Aoki, Ted T. (December 2003). Provoking Curriculum Conference Spring 2003 Ted T. Aoki's Speech Educational Insights, 8(2). [Available: http://www.ccfi.educ.ubc.ca/publication/insights/v08n02/celebrate/speech.html]

 

Provoking Curriculum Conference

Spring, 2003

 

Ted T. Aoki’s Speech

 

 

 

Ladies and gentlemen, I would like to meet Ted T. Aoki.

 

Let me first of all thank and congratulate CACS for holding this very, very unusual conference for me, a conference titled Provoking Curriculum in an endeavor to move into a new era, or in encouraging the current scholars and practitioners in education to consider the main of curriculum possibly in the new light or the new sound or the new key.

 

I would like to thank Dr. Terry Carson for the way in which he supported Rita to organize this conference and to support CACS in this endeavor to create a new movement in curriculum. Before I forget, I would also like to thank Dr. Terry for his remarks with regard to the times that I spent in the Department of Secondary Education where I got a mixed spark in moving towards a domain which I did not consider too much prior to my arrival at the university of Alberta.

= = = = =

### Stated problem 1
List every phrase in the conference speech that consists of the word "new" and the noun right after it.
### Stated problem 2
Please retype the conference speech from "Ladies and gentlemen, I" up to and including "the new key.".

Annotated coordinate records:
= = = = =

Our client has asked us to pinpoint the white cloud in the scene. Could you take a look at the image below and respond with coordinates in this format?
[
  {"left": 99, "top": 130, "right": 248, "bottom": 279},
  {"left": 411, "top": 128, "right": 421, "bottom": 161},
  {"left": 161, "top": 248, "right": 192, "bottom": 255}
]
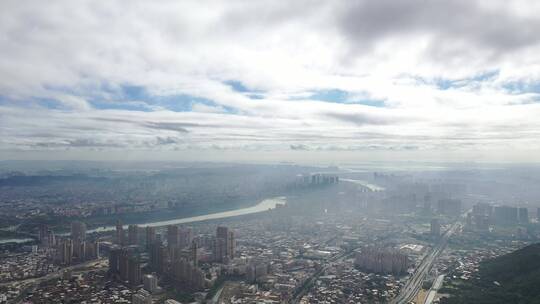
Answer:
[{"left": 0, "top": 0, "right": 540, "bottom": 160}]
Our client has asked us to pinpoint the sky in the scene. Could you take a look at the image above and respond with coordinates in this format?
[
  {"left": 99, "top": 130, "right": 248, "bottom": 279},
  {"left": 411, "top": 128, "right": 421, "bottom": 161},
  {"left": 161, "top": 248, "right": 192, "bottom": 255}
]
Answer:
[{"left": 0, "top": 0, "right": 540, "bottom": 163}]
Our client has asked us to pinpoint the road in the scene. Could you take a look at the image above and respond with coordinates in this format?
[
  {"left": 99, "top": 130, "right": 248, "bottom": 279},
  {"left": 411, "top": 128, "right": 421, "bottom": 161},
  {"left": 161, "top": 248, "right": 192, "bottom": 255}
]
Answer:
[{"left": 390, "top": 222, "right": 461, "bottom": 304}]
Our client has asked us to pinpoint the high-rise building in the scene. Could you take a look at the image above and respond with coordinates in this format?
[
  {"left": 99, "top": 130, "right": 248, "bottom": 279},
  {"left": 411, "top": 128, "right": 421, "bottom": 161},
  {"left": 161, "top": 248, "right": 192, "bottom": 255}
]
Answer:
[
  {"left": 128, "top": 225, "right": 139, "bottom": 245},
  {"left": 178, "top": 227, "right": 193, "bottom": 248},
  {"left": 118, "top": 249, "right": 130, "bottom": 282},
  {"left": 115, "top": 220, "right": 125, "bottom": 246},
  {"left": 145, "top": 226, "right": 156, "bottom": 248},
  {"left": 431, "top": 219, "right": 441, "bottom": 237},
  {"left": 149, "top": 242, "right": 167, "bottom": 274},
  {"left": 39, "top": 224, "right": 50, "bottom": 248},
  {"left": 109, "top": 247, "right": 122, "bottom": 275},
  {"left": 167, "top": 225, "right": 180, "bottom": 248},
  {"left": 191, "top": 241, "right": 199, "bottom": 267},
  {"left": 143, "top": 274, "right": 158, "bottom": 293},
  {"left": 58, "top": 239, "right": 73, "bottom": 265},
  {"left": 128, "top": 256, "right": 142, "bottom": 286},
  {"left": 131, "top": 289, "right": 152, "bottom": 304},
  {"left": 518, "top": 208, "right": 529, "bottom": 224},
  {"left": 214, "top": 226, "right": 236, "bottom": 263},
  {"left": 71, "top": 221, "right": 86, "bottom": 241}
]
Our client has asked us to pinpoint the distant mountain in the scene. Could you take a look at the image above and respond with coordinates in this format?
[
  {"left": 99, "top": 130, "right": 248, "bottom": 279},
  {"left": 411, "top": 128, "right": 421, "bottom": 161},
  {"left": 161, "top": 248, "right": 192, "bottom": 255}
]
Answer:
[{"left": 441, "top": 244, "right": 540, "bottom": 304}]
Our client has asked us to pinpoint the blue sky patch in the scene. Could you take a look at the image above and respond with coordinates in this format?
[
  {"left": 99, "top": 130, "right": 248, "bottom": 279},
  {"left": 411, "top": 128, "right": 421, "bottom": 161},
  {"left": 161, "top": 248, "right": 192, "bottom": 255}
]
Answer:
[{"left": 308, "top": 89, "right": 385, "bottom": 107}]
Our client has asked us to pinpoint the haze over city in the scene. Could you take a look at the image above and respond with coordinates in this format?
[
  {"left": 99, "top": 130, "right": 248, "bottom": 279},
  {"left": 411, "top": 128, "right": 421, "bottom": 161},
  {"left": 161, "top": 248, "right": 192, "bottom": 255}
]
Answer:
[{"left": 0, "top": 0, "right": 540, "bottom": 304}]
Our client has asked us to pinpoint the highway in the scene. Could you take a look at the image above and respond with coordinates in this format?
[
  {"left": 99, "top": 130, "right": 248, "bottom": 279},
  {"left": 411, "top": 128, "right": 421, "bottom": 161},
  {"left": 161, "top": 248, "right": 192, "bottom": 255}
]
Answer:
[{"left": 390, "top": 222, "right": 461, "bottom": 304}]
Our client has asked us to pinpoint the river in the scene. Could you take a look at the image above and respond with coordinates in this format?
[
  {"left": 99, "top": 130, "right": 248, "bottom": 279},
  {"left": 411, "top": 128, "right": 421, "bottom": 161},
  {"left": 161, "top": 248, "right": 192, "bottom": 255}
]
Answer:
[
  {"left": 339, "top": 178, "right": 384, "bottom": 191},
  {"left": 87, "top": 196, "right": 287, "bottom": 233}
]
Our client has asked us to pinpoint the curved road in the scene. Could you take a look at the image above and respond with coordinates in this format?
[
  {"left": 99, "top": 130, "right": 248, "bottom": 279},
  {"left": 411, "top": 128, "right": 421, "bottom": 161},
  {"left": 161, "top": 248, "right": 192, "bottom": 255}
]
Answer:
[{"left": 390, "top": 222, "right": 461, "bottom": 304}]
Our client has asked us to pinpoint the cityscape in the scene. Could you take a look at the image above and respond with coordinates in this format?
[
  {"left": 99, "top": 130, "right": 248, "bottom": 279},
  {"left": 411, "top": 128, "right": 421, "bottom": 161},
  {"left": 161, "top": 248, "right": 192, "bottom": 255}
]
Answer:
[
  {"left": 0, "top": 0, "right": 540, "bottom": 304},
  {"left": 0, "top": 165, "right": 540, "bottom": 304}
]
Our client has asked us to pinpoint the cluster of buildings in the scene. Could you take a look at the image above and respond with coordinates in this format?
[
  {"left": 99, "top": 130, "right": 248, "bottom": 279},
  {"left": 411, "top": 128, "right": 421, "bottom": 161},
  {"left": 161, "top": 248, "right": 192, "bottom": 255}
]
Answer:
[
  {"left": 0, "top": 251, "right": 58, "bottom": 284},
  {"left": 109, "top": 223, "right": 236, "bottom": 292},
  {"left": 49, "top": 221, "right": 100, "bottom": 266},
  {"left": 297, "top": 173, "right": 339, "bottom": 186},
  {"left": 355, "top": 247, "right": 410, "bottom": 275},
  {"left": 467, "top": 203, "right": 530, "bottom": 231}
]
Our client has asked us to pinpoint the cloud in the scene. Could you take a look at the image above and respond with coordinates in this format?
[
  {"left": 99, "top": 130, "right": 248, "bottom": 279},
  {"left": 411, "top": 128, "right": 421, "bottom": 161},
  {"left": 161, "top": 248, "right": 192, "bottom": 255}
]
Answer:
[{"left": 0, "top": 0, "right": 540, "bottom": 163}]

= = = = =

### Worked answer 1
new era
new light
new sound
new key
new movement

### Worked answer 2
Ladies and gentlemen, I would like to meet Ted T. Aoki.

 

Let me first of all thank and congratulate CACS for holding this very, very unusual conference for me, a conference titled Provoking Curriculum in an endeavor to move into a new era, or in encouraging the current scholars and practitioners in education to consider the main of curriculum possibly in the new light or the new sound or the new key.